(Entries from a dataset)
#####

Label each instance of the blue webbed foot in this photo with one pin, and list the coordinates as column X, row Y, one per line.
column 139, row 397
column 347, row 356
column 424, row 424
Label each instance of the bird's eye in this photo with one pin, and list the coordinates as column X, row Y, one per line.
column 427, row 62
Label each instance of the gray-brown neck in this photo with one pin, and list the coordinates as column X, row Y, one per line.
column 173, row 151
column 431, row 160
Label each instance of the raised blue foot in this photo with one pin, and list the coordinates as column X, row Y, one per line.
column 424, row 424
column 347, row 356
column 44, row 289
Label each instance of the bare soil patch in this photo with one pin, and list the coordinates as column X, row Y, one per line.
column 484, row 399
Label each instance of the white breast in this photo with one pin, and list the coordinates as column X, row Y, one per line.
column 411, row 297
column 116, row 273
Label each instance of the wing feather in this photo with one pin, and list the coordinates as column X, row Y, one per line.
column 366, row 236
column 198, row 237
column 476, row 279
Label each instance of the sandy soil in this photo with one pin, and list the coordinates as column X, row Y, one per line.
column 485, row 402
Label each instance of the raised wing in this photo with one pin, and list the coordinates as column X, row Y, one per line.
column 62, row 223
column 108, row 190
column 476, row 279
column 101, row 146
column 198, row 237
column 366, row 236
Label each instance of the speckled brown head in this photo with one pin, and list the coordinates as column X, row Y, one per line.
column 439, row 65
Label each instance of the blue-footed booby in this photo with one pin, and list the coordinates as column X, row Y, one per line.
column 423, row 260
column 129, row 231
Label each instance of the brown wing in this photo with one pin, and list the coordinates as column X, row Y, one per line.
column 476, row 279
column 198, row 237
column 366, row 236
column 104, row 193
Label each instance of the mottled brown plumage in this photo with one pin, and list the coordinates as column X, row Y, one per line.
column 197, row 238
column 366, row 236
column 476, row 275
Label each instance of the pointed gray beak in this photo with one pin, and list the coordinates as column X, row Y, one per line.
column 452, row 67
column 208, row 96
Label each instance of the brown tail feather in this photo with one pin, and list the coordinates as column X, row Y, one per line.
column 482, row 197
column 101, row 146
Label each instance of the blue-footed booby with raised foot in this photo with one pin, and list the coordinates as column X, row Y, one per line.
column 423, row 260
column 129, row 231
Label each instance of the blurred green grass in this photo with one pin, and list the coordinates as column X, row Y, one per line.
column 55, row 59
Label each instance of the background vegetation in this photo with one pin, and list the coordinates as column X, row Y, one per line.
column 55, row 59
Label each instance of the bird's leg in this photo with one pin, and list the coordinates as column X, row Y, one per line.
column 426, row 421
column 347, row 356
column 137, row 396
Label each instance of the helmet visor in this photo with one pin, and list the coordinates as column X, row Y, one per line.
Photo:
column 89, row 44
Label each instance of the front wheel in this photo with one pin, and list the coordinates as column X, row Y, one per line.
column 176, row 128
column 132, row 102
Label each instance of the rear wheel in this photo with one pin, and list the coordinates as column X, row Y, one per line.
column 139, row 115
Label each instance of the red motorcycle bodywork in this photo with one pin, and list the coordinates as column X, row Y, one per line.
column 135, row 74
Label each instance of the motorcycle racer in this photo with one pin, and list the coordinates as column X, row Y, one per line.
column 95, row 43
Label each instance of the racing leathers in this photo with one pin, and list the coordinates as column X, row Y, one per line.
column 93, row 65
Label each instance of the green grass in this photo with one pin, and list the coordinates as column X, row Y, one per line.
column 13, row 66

#####

Write out everything from the line containing "Label each instance of the bare" down to the line containing "column 208, row 96", replacing "brown" with "tan" and leaving everything else unchanged.

Label each instance of the bare soil patch in this photo with one pin, and list the coordinates as column X, row Y, one per line.
column 484, row 399
Label each instance of the white breast in this photo with one pin, and list the coordinates as column X, row Y, one per line.
column 411, row 297
column 116, row 273
Label each instance of the wing feather in this photo with one pin, and list the coordinates as column X, row Y, one per line.
column 366, row 236
column 198, row 237
column 476, row 279
Label each instance of the sandy soil in this photo with one pin, and list the coordinates as column X, row Y, one per line.
column 485, row 402
Label each instance of the raised wing in this photo with one pin, and list the coordinates as column X, row Y, one per line.
column 62, row 223
column 108, row 190
column 476, row 279
column 101, row 146
column 198, row 237
column 366, row 236
Label each instance of the speckled tan head in this photo with one pin, and list the coordinates as column X, row Y, one per line.
column 439, row 65
Label each instance of the blue-footed booby in this photo with one pin, and list the coordinates as column X, row Y, one per line.
column 423, row 260
column 129, row 231
Label each instance of the tan wing in this photo with one pin, and list the coordinates as column X, row Y, one per line.
column 476, row 279
column 198, row 237
column 366, row 236
column 104, row 193
Label each instance of the mottled tan plumage in this photo with one pin, and list the coordinates as column X, row Y, one per line.
column 197, row 238
column 366, row 236
column 476, row 275
Label each instance of the pointed gray beak in this photo with one pin, and list the coordinates as column X, row Y, one per line.
column 452, row 67
column 208, row 96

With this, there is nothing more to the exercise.